* _Text shown_:
* start *
Advice to Bezos, Branson: 'Read the Room'

Critics weigh in on the billionaires' space race
By Rob Quinn,  Newser Staff
Posted Jul 9, 2021 1:11 PM CDT
Advice to Bezos, Branson: 'Read the Room'
This combination of 2019 and 2016 file photos shows Jeff Bezos with a model of Blue Origin's Blue Moon lunar lander in Washington, left, and Richard Branson with Virgin Galactic's SpaceShipTwo space tourism rocket in Mojave, Calif.   (AP Photo/Patrick Semansky, Mark J. Terrill)

With Richard Branson and Jeff Bezos planning their first trips to space as dangerous heat waves intensify, some people suspect the billionaires are planning futures off the planet. Not going to happen, says Sim Kern in an essay at Salon. "As a scifi writer and the spouse of a NASA flight controller, let me assure you that the rich escaping the earth for a space utopia is only a trope in fiction," Kern writes, noting that life on the International Space Station, the "most comfortable living situation we've ever devised above Earth's orbit," is a very long way from luxurious, and crews are only able to survive with the help of thousands of experts problem-solving on Earth. Kern notes that ISS astronauts have to exercise two hours a day just to stop "their bones turning to goo"—and that Scott Kelly, after a lifetime training to be an astronaut, found his record-breaking year in space "physically and psychologically grueling" and retired when he returned.
* end *
* _Set task 1_:
Convert the entries below into a JSON list of strings, one string per line and no blank lines. Begin at the line that contains "For every instance of the indoor" and stop after the line that contains "pixel 329 284".

* _Extracted data_:
* start *
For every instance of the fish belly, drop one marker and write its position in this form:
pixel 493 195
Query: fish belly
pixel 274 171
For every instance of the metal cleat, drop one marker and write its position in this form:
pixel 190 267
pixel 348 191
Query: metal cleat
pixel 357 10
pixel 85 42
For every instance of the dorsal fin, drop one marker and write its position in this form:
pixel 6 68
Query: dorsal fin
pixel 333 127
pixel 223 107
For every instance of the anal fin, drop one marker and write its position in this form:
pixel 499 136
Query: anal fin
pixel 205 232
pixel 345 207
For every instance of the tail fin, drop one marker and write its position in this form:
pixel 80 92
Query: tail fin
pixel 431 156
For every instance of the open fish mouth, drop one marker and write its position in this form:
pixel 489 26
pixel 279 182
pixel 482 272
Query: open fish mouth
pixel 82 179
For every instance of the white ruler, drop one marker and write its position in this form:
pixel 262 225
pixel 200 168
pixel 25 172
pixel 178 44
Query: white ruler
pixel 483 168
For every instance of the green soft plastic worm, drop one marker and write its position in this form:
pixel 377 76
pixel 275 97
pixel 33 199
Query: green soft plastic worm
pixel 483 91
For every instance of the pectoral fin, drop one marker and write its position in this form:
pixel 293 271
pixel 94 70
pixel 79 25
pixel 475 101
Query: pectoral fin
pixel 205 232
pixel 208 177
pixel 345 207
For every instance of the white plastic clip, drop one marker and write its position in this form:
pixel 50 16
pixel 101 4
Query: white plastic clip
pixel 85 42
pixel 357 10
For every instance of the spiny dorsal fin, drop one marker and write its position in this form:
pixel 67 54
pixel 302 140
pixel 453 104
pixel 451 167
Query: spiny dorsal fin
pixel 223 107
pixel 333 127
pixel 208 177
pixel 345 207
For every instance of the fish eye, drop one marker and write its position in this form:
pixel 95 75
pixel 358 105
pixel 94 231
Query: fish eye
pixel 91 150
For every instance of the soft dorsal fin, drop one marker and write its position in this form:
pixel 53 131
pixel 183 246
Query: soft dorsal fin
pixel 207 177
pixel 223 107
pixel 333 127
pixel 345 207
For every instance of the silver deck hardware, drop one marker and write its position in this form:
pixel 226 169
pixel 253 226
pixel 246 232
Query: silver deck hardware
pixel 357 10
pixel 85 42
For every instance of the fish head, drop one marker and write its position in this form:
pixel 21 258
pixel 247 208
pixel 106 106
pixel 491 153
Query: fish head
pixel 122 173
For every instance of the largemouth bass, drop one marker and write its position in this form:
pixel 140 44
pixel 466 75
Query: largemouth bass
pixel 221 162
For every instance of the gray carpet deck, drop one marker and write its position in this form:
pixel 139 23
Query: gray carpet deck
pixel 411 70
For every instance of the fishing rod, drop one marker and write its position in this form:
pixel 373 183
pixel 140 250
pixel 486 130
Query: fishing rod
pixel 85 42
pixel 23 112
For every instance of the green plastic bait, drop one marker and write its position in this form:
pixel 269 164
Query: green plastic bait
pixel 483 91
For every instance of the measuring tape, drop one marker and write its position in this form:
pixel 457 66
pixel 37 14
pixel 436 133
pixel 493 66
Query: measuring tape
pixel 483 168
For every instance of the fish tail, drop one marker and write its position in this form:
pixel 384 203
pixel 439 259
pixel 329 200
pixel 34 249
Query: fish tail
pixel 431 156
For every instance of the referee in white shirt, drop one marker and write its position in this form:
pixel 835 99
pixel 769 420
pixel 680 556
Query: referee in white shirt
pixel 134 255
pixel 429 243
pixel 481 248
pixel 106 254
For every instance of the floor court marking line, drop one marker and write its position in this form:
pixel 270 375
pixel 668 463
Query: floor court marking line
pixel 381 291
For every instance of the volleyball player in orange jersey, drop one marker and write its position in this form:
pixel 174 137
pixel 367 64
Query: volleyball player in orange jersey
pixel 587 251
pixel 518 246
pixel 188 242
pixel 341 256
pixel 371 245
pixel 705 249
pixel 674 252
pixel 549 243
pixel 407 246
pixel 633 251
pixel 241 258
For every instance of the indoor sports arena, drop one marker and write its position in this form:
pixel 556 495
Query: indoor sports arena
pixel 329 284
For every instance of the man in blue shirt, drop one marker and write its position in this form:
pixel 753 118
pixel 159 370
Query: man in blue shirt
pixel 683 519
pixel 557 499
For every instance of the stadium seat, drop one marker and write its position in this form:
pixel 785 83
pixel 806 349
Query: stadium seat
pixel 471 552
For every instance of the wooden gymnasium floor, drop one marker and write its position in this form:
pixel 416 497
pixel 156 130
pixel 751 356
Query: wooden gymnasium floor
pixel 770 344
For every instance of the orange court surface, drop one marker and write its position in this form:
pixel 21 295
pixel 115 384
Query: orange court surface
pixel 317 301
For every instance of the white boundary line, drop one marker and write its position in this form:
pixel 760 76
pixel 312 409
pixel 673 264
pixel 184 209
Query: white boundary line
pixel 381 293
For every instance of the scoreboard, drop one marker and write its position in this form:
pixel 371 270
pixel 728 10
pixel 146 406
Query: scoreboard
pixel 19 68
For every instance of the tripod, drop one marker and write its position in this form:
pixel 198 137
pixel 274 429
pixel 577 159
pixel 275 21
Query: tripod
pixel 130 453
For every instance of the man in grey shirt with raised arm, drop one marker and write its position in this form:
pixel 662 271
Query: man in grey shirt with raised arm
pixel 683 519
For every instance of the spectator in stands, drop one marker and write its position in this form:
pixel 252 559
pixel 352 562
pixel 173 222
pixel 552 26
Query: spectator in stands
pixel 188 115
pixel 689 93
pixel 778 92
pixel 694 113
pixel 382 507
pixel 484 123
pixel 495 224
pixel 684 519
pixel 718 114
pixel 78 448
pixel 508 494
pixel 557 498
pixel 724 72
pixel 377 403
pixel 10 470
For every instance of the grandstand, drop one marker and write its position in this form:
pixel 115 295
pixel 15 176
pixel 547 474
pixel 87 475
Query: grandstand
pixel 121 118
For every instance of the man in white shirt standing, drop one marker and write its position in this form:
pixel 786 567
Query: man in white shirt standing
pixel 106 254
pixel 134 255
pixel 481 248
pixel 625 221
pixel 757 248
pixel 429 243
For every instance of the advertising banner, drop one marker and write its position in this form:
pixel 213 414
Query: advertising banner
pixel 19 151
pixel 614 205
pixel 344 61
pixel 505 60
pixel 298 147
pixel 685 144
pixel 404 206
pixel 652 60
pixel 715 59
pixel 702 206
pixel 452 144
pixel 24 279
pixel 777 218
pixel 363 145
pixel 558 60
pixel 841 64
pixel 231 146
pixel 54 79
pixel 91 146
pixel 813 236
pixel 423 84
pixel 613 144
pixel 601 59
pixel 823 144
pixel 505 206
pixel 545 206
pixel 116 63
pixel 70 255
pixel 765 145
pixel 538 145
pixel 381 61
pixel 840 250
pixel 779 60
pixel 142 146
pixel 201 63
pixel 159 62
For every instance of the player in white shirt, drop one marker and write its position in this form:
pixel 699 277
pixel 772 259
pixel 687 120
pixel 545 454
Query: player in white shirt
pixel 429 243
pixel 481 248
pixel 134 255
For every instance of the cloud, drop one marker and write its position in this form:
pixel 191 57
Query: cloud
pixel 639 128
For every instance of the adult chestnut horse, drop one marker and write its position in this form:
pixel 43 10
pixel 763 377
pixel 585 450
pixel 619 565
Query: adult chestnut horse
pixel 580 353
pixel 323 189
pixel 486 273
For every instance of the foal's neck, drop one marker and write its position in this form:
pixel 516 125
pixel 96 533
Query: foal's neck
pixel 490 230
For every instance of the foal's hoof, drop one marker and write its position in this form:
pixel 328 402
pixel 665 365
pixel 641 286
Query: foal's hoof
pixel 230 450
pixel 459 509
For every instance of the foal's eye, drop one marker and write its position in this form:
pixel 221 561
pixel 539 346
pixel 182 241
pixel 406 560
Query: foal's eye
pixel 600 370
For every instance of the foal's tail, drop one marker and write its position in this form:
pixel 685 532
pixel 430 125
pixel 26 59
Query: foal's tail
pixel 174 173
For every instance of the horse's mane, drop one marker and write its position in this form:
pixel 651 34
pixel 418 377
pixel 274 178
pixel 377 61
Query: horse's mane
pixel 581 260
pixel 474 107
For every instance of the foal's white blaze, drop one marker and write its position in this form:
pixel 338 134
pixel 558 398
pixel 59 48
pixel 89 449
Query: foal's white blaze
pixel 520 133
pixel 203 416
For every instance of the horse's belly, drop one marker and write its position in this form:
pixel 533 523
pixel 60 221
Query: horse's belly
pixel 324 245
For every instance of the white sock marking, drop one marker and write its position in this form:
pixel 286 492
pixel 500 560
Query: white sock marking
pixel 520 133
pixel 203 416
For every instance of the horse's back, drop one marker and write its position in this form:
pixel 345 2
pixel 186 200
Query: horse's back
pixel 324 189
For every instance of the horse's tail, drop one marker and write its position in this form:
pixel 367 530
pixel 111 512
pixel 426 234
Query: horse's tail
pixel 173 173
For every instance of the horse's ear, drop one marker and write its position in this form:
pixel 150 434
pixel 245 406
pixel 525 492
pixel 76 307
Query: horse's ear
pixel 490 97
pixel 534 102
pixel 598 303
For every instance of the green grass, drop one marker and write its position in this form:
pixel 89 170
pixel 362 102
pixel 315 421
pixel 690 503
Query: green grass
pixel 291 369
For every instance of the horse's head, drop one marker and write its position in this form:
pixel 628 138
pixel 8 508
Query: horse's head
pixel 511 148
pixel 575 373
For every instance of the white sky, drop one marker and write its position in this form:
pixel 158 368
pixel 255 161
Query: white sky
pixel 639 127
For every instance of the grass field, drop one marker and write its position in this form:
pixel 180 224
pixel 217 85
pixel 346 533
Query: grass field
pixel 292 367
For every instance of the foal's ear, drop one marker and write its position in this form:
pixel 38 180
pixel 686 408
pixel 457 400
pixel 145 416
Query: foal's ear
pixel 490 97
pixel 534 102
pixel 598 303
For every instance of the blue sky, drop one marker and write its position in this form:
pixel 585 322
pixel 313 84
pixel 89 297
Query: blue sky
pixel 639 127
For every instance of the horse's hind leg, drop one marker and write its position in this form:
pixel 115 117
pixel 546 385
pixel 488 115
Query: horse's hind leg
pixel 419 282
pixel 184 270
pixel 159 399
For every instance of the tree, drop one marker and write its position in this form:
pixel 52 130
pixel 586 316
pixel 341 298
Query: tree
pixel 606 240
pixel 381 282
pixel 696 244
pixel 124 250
* end *
* _Set task 2_:
Carry on the article about the Bezos-Branson space race from its last sentence.

* _Written reply 1_:
[
  "For every instance of the indoor sports arena, drop one marker and write its position in this form:",
  "pixel 556 495",
  "Query: indoor sports arena",
  "pixel 329 284"
]

* _Written reply 2_:
"So rest assured, Bezos and Branson will not be sipping champagne next to their space-pool on Low-Earth Mar-a-Lago," Kern writes. "For all their wealth, billionaires do not have the power to make space a more comfortable place to be than Earth." Kern describes the billionaires—including Elon Musk, whose Mars colony plans are "astronomically less feasible"—as "egotistical robber barons" who made their money in a system that is rapidly destroying the planet we live on. "Branson and Bezos aren't investing their money to forward science or expand the bounds of human possibility," Kern writes. "They're doing it to be the first rich guy to bounce around uselessly up there."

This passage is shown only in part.